### Task inputs
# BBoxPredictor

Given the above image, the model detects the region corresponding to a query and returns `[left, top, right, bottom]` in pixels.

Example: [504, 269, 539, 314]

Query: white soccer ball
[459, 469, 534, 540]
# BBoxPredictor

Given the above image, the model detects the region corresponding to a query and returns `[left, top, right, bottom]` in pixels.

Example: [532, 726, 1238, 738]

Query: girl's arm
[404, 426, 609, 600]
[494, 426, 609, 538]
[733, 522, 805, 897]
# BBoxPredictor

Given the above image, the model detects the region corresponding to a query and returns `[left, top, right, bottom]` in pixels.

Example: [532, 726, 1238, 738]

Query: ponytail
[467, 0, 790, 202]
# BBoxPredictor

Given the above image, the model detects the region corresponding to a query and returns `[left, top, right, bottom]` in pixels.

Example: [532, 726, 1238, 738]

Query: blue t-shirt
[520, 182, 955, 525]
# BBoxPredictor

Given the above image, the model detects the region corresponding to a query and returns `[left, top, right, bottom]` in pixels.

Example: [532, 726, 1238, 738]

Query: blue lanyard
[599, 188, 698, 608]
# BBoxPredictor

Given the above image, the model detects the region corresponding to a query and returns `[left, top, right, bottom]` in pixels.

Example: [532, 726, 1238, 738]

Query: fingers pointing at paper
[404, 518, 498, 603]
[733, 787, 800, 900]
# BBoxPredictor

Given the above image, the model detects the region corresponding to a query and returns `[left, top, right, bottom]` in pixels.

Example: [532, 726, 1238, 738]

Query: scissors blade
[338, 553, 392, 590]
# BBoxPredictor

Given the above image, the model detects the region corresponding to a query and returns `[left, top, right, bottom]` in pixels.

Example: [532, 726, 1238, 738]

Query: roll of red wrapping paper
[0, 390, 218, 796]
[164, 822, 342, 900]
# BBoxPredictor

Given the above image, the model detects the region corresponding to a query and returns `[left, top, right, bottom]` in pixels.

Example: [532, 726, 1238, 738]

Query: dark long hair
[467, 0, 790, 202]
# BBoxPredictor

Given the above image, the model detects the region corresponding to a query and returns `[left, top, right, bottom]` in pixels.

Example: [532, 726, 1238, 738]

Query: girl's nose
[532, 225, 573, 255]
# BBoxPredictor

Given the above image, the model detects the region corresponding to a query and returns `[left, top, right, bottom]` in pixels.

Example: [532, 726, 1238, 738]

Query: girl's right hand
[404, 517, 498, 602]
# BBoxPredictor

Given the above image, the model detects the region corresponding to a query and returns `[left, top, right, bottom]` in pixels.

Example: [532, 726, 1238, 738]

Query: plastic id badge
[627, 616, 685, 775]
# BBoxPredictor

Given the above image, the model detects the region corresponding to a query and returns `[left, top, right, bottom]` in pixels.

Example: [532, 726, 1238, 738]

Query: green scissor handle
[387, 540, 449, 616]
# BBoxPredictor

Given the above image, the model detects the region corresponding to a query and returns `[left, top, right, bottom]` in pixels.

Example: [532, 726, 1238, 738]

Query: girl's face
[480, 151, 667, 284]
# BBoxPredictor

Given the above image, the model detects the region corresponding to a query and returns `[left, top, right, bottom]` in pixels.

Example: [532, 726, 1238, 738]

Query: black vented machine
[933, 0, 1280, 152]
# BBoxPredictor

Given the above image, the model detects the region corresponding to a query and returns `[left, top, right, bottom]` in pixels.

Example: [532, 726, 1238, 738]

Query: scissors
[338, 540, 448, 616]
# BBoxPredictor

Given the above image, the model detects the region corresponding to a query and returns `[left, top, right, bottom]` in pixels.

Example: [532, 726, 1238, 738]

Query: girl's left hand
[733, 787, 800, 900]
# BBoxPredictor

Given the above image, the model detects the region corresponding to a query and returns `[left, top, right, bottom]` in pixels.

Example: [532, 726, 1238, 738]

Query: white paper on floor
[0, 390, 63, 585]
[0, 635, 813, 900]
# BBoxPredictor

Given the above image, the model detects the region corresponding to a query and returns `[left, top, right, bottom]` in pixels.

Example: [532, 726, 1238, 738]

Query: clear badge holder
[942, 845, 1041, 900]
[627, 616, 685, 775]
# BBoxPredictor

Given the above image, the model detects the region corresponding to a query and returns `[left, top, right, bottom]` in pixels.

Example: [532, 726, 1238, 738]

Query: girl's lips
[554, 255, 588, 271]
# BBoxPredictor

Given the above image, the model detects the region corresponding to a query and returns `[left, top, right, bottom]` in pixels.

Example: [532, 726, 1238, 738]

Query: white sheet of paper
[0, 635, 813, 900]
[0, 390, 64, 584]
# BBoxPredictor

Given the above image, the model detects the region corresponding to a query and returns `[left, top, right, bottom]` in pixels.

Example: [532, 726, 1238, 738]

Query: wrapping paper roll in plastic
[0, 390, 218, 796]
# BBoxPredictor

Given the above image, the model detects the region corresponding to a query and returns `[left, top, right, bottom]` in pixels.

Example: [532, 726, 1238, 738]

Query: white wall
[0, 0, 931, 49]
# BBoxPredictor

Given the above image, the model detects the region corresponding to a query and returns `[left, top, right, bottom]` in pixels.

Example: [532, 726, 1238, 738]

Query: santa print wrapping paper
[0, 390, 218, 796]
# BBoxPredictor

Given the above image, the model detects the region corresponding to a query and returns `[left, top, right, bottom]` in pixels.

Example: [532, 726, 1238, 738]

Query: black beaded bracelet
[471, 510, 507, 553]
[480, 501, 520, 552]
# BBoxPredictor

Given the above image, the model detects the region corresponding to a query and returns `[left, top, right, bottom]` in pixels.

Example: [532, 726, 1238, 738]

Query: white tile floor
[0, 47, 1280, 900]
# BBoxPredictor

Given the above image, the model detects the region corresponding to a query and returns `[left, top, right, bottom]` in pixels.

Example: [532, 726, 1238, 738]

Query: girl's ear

### The task
Starting at the beginning of the entries and ending at the line that contains "[520, 182, 955, 525]", rewrite those lines as a numbered list with the blank lines left out.

### Exercise solution
1. # BBoxPredictor
2. Given the above image, the model detects the region corresponding to a query and returns `[left, top, right, bottom]` in pixels.
3. Example: [504, 269, 539, 314]
4. Query: white soccer ball
5. [459, 469, 534, 540]
6. # BBoxPredictor
7. Given the above image, the model detects the region corresponding to a query and returns `[left, top, right, bottom]` in pixels.
8. Example: [532, 726, 1238, 738]
9. Query: girl's arm
10. [404, 426, 609, 600]
11. [494, 426, 609, 538]
12. [733, 522, 805, 897]
13. # BBoxPredictor
14. Given the above image, the model detects the region corresponding to a query and returns `[left, top, right, bottom]` in pixels.
15. Example: [532, 726, 1238, 738]
16. Query: ponytail
17. [467, 0, 790, 202]
18. # BBoxPredictor
19. Given the above image, the model detects the region corresponding to a query and returns `[left, top, right, bottom]` in pixels.
20. Example: [532, 726, 1238, 738]
21. Query: blue t-shirt
22. [520, 182, 955, 525]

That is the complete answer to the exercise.